## PROBLEM DESCRIPTION
An exact copy of the data below is required; return it in full.

-.-.-

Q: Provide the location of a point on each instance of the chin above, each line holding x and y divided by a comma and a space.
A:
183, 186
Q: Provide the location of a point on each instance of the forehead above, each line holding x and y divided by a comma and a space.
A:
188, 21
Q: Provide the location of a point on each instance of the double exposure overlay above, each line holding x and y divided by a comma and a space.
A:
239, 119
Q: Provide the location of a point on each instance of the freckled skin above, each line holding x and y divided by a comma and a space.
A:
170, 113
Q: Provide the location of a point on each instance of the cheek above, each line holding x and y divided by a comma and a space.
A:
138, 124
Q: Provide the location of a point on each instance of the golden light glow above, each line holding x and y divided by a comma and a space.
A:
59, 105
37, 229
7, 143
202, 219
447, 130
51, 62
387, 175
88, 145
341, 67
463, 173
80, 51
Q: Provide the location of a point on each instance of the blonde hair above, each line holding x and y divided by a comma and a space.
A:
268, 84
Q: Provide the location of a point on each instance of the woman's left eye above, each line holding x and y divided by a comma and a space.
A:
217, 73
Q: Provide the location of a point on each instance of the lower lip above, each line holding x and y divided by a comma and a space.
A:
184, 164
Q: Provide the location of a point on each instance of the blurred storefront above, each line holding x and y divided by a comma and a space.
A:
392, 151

-.-.-

## RESULT BELOW
Q: Provide the location of a point on each instance of the chin above, each line holding x and y divided by a comma and a space.
A:
183, 186
Q: Provide the location of a point on each instance of the forehead above, each line holding x and y divided by a comma and a space.
A:
188, 21
Q: Provide the location of a point on each instance of the double exposure overlay above, each line holding x and y divided by a comma and a space.
A:
239, 119
Q: Provide the location of a point on each instance of the freckled skin above, each line holding x and y divided by a comma and a space.
A:
170, 113
Q: Provide the location of a point on each instance of the cheek above, each line holding x and y divided by a comma and a space.
A:
138, 124
Q: Provide the location of a point on each instance of the golden light glow above, each line holding x and y divided by a comma and a space.
A:
59, 105
37, 229
7, 143
202, 219
447, 130
51, 62
387, 175
88, 145
341, 67
463, 173
80, 51
Q: Provide the location of a point on each instance of the blonde hair above, each line holding x and y divided by a comma and a space.
A:
268, 84
Q: Provide the location of a point on each instance of the woman's left eye above, each line holding x and y divided by a comma and a space.
A:
217, 73
Q: Provide the location of a point on each instance of the lower lip above, each line holding x and y divided by a comma and a space.
A:
184, 164
Q: Provide the location of a point on each instance of the blurred storefront above, each line holding x and y divided by a comma and a space.
A:
392, 151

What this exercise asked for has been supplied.